> _Doel_:
Beantwoord met het tekstfragment hieronder de volgende vragen:
1. Hoe ver van Autun en in welke richting ligt Vézelay?
2. Waar in de Madeleine bevindt het timpaan zich?
3. Tussen welke jaren is het werk ongeveer ontstaan?
== Tekstfragment
ArtWay

De veertigdagentijd herinnert mij eraan dat ik niet vast hoef te zitten in oude patronen van denken en handelen. Vernieuwing is mogelijk.

Kunstenaars

Vézelay, timpaan - door Marcel Barnard

De kerk van Vézelay weerspiegelt een zich uitbreidende wereld

door Marcel Barnard
 
In Autun beeldde Gislebertus aan het begin van de twaalfde eeuw Christus af temidden van zijn apostelen. In Vézelay, ongeveer honderd kilometer ten noordwesten van Autun, hakte een naamloze tijdgenoot van Gislebertus ook een timpaan uit de kalksteen. Hij komt uit dezelfde school. Het timpaan boven de grote deuren van de westwand, in de narthex (voorhal) van de Madeleine, toont de triomfe­rende Christus, afgebeeld binnen (op de bogen of archivolten) de tekens van de dierenriem en de maanden, dus van de kosmische en de mense­lijke tijd, terwijl hij zijn discipelen naar alle volkeren van de wereld zendt. Het werk is ongeveer tussen 1120 en 1130 ontstaan en weerspie­gelt een zich uitbreidende wereld waarin de mens als door Christus gezondene een voorname rol speelt.
====
== Verzamelde gegevens
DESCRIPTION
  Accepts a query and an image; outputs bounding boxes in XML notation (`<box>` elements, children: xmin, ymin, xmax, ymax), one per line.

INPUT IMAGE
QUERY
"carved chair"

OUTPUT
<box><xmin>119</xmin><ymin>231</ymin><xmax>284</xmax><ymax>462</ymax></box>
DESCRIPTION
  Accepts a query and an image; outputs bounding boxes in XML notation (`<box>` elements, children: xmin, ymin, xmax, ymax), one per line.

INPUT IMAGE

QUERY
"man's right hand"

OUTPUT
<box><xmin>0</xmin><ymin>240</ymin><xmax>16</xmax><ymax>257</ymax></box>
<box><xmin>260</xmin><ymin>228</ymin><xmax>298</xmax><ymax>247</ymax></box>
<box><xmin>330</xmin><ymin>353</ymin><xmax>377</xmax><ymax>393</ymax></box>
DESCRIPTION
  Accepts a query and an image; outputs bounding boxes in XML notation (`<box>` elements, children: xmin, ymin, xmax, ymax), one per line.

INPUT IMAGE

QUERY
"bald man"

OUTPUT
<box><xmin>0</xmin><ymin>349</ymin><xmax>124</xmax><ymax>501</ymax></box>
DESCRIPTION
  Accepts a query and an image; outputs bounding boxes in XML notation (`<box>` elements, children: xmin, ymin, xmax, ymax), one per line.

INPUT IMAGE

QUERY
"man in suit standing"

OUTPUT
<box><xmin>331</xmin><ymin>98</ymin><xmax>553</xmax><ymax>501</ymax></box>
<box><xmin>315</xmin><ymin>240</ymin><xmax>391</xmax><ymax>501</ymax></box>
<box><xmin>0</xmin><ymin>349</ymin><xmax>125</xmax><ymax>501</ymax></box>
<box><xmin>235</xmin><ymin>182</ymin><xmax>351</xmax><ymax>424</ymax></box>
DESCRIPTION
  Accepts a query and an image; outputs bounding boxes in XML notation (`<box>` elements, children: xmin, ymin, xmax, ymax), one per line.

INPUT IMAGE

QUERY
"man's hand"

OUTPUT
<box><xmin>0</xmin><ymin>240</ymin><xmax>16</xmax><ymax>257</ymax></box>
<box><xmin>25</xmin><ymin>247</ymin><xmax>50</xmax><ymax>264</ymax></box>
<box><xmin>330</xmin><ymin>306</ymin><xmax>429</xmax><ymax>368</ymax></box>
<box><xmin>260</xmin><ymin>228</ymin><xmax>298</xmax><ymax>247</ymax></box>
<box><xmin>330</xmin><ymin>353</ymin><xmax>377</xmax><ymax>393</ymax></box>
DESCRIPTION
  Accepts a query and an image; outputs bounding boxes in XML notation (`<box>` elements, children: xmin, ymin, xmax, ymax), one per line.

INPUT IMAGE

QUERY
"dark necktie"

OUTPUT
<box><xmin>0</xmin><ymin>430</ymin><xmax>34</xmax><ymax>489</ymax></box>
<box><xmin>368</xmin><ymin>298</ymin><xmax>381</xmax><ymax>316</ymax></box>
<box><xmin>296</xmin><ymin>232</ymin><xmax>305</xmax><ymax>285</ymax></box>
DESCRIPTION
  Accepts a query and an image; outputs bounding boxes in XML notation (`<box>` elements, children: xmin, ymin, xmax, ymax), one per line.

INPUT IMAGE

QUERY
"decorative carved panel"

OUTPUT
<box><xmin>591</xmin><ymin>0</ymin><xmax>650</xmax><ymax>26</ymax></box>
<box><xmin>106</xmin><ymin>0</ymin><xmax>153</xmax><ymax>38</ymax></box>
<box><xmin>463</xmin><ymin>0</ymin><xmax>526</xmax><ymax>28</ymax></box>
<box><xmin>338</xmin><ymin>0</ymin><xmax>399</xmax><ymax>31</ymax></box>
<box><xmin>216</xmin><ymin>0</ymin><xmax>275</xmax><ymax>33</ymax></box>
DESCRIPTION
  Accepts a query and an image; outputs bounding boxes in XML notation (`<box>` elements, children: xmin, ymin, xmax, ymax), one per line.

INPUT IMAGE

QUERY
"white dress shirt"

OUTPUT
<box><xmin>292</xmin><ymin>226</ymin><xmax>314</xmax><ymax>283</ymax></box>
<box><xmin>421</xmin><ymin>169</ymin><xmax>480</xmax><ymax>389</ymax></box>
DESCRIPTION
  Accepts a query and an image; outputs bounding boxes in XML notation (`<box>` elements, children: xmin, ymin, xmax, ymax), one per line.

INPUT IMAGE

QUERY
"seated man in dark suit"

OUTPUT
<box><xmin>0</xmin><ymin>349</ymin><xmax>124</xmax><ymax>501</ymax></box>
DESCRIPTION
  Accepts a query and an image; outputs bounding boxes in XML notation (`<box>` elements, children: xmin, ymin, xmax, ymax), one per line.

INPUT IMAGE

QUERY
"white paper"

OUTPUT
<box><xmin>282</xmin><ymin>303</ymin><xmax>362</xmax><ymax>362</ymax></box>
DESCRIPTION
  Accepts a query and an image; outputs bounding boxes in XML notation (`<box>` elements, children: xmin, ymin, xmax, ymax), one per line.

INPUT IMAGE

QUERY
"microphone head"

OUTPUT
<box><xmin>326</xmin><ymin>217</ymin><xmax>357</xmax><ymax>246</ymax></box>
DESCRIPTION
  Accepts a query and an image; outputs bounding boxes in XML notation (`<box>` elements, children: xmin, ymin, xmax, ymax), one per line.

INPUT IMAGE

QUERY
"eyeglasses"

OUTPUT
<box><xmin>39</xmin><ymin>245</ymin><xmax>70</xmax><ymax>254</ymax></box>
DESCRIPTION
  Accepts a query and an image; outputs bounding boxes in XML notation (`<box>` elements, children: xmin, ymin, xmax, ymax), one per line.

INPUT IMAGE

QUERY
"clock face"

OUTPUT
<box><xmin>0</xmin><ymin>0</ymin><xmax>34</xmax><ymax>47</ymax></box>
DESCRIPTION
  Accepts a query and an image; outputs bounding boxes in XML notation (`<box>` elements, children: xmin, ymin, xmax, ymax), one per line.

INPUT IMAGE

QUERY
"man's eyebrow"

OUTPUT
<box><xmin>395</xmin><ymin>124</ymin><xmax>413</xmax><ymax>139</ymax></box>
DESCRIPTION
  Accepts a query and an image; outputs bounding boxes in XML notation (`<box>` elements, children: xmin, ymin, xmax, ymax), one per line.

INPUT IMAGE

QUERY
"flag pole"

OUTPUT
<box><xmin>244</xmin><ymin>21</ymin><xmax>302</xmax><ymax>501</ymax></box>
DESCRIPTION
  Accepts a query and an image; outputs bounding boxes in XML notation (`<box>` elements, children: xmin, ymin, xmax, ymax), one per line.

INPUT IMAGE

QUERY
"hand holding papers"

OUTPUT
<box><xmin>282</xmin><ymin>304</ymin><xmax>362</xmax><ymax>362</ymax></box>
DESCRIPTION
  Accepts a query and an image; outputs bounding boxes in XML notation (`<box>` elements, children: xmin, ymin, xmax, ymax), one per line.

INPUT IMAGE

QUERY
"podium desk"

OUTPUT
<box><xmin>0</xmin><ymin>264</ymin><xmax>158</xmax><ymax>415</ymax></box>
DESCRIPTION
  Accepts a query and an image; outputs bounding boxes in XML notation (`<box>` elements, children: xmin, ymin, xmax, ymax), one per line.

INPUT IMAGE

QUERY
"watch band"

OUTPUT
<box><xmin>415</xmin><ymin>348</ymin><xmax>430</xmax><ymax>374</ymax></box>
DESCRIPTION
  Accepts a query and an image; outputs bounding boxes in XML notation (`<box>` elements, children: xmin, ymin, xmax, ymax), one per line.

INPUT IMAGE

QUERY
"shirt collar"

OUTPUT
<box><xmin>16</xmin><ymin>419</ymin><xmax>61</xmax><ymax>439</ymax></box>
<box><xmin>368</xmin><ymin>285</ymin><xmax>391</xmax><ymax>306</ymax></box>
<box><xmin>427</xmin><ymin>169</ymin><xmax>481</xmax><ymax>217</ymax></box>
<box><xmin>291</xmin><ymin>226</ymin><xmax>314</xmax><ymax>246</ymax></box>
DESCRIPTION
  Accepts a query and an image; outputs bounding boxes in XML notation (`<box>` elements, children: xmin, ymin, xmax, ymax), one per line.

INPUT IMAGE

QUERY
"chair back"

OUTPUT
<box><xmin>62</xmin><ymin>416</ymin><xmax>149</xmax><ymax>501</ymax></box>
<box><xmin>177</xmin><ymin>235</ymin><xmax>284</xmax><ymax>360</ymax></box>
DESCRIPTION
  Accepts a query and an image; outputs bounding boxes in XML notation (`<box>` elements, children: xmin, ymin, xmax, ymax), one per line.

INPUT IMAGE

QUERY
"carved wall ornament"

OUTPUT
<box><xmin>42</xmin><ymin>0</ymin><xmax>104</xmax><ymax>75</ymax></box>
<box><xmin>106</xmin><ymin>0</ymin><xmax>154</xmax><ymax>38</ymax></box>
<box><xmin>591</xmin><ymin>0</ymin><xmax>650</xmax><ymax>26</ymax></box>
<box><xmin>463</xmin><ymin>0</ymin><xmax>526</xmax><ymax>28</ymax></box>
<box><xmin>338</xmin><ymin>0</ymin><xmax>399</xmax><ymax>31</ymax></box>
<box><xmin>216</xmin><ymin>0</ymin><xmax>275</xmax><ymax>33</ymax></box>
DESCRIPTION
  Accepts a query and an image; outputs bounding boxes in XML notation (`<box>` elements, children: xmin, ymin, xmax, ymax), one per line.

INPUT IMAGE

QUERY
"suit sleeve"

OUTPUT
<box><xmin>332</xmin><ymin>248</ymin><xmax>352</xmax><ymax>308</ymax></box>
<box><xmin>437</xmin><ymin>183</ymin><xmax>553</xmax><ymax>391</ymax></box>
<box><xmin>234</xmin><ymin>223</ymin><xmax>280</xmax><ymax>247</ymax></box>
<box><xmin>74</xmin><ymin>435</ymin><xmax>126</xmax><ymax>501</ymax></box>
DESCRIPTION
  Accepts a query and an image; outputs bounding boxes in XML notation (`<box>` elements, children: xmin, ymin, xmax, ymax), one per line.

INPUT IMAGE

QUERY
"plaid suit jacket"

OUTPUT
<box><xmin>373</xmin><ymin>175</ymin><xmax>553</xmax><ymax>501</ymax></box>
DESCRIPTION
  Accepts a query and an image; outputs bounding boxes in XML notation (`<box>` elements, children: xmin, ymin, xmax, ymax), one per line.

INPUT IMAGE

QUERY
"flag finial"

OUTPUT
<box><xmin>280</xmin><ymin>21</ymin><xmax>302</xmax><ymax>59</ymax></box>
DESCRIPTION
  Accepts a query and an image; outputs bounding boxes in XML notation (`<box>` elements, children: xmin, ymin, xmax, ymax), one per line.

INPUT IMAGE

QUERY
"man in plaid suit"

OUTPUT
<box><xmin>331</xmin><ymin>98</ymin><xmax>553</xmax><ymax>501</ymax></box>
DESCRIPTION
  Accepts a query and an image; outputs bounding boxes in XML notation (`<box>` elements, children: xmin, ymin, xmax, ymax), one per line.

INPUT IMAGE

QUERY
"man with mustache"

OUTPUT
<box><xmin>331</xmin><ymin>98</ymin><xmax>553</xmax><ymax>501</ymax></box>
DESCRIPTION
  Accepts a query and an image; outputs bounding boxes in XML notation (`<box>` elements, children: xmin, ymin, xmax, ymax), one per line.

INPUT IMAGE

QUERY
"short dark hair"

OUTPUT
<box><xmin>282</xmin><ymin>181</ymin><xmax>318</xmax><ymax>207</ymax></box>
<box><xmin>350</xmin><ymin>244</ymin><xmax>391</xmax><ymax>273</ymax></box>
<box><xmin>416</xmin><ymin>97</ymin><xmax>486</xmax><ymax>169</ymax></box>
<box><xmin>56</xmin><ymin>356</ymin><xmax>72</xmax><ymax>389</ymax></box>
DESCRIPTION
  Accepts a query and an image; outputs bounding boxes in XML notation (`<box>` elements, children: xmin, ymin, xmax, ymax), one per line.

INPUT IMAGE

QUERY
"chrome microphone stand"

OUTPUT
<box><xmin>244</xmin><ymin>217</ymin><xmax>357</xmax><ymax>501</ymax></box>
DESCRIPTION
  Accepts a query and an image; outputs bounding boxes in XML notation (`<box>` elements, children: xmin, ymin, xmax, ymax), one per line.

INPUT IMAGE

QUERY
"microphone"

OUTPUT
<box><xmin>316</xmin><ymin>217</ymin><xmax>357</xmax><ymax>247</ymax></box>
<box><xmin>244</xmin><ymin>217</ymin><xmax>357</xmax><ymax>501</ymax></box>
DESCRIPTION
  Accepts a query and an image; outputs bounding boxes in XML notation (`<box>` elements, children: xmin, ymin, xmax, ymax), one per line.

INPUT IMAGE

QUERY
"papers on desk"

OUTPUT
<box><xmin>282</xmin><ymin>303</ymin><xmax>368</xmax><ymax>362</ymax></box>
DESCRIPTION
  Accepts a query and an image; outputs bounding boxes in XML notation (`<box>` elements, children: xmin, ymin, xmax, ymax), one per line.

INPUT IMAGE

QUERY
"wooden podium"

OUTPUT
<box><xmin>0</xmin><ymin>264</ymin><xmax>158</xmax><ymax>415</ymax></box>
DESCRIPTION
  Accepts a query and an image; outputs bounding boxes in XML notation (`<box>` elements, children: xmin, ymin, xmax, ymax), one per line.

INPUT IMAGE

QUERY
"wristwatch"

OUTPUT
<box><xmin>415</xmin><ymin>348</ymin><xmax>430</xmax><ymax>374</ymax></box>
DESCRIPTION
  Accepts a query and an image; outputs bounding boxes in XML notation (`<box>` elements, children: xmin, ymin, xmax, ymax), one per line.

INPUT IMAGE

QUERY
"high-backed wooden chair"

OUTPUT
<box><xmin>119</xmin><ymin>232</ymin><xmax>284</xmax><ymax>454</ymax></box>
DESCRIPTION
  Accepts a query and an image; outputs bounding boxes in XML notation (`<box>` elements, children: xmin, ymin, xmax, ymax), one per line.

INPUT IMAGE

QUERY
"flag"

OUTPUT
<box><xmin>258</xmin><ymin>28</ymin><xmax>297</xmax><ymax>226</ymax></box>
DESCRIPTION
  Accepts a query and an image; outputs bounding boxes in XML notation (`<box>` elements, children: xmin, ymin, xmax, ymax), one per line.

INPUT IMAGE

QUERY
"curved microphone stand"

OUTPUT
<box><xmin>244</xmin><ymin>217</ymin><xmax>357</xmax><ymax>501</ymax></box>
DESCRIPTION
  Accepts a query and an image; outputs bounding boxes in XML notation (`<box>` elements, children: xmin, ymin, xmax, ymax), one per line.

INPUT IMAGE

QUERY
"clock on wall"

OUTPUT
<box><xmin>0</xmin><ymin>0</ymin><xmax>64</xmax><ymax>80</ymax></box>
====
> _Eindresultaat_:
1. Ongeveer honderd kilometer ten noordwesten van Autun.
2. Boven de grote deuren van de westwand, in de narthex (voorhal).
3. Tussen 1120 en 1130.